*Source text*.
---*---
Then it is a category mistake. What they are studying are desires -- perhaps combined with the common mistake of taking desires to be a sign of some sort of intrinsically prescriptive property in things. This is a property that does not exist.
It has nothing to do with reaching or defending conclusions of what we ought and ought not to do.
Questions about what people do are one thing (e.g., what motivates the rapist). Questions about what people ought to do is an entirely different category of questions. To take an investigation into one category of questions as being an investigation into the other is, as I said, a category mistake.
Let me take an example. Lion males, when they take over a new pride, kill all of the cubs. The evolutionary ethicist would say that, if lions were to become intelligent, that they the 'ought' to kill all of the cubs because evolution gave them a disposition to do so.
It would be like arguing that rape is permissible activity for human males, so long as an evolved disposition to rape can be substantiated.
It derives 'ought' frome evolved dispositions. The inference is entirely invalid.
Originally posted by Gurdur
I'ld respectfully suggest you train your gunsights on Social Darwinists, not sociobiologists.
Oh, I don't like them either. But, I don't see very many of them, and I don't see them causing as many problems as the evolutionary ethicists do.
Gurdur
September 1, 2003, 08:04 PM
Originally posted by Alonzo Fyfe
Then it is a category mistake. ...
....
It derives 'ought' frome evolved dispositions. The inference is entirely invalid.
I see your criticism as valid but over-extended.
That is, I see you still as attacking the wrong targets.
You may well be interested in the history-of-science book,
Defenders of the Truth: The Sociobiology Debate (http://www.amazon.com/exec/obidos/tg/detail/-/0192862154/qid=1062464455/sr=1-1/ref=sr_1_1/103-2538260-6126230?v=glance&s=books), by Ullica Segerstråle, which covers the controversy you address.
Oh, I don't like them either. But, I don't see very many of them, and I don't see them causing as many problems as the evolutionary ethicists do.
As someone who regularly slums it in the Political Discussions forum here, I will respectfully disagree with you.
---*---
*Data*.

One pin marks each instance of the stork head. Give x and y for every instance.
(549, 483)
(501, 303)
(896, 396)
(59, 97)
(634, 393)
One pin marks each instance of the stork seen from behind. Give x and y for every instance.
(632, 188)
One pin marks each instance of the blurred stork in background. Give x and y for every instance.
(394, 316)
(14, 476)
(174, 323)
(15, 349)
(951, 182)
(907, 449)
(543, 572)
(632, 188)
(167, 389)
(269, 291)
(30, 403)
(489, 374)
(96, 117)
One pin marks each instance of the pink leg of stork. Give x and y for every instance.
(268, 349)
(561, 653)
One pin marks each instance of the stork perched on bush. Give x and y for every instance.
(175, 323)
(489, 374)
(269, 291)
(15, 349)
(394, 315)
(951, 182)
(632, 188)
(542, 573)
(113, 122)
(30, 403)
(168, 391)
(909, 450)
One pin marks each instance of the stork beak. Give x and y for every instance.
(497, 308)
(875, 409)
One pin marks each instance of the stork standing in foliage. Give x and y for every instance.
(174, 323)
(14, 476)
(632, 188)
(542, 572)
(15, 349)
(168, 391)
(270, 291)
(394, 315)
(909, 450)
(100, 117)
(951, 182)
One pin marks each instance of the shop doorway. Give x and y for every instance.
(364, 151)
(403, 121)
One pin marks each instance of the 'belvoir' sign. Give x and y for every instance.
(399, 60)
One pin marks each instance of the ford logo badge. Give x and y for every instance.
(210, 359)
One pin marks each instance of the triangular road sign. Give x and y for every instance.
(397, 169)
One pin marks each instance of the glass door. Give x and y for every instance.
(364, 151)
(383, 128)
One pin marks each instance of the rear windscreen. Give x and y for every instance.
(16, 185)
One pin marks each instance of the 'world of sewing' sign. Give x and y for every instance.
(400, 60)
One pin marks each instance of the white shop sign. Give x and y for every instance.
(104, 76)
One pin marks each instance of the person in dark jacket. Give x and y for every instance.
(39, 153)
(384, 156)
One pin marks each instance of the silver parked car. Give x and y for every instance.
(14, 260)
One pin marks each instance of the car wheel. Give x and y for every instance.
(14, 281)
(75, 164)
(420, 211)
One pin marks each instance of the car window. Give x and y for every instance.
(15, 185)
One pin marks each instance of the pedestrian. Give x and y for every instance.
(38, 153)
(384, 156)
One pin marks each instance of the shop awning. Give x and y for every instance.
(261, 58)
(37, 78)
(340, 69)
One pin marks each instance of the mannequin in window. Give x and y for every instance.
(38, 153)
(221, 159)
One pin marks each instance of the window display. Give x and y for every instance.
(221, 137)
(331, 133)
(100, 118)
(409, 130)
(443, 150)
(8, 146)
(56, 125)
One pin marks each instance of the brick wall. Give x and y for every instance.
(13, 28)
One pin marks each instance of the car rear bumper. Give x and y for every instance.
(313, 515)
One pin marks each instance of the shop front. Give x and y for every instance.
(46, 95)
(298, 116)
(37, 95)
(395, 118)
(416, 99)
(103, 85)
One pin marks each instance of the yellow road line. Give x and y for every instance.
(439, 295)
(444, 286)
---*---
*Instructions for the task*. Can you give the passage of the forum thread on evolutionary ethics again, starting at "It has nothing" and ending at "can be substantiated.", with "cubs" replaced by "young"? The rows are separate material, unrelated to the forum thread on evolutionary ethics.

*Exercise answer*.
It has nothing to do with reaching or defending conclusions of what we ought and ought not to do.
Questions about what people do are one thing (e.g., what motivates the rapist). Questions about what people ought to do is an entirely different category of questions. To take an investigation into one category of questions as being an investigation into the other is, as I said, a category mistake.
Let me take an example. Lion males, when they take over a new pride, kill all of the young. The evolutionary ethicist would say that, if lions were to become intelligent, that they the 'ought' to kill all of the young because evolution gave them a disposition to do so.
It would be like arguing that rape is permissible activity for human males, so long as an evolved disposition to rape can be substantiated.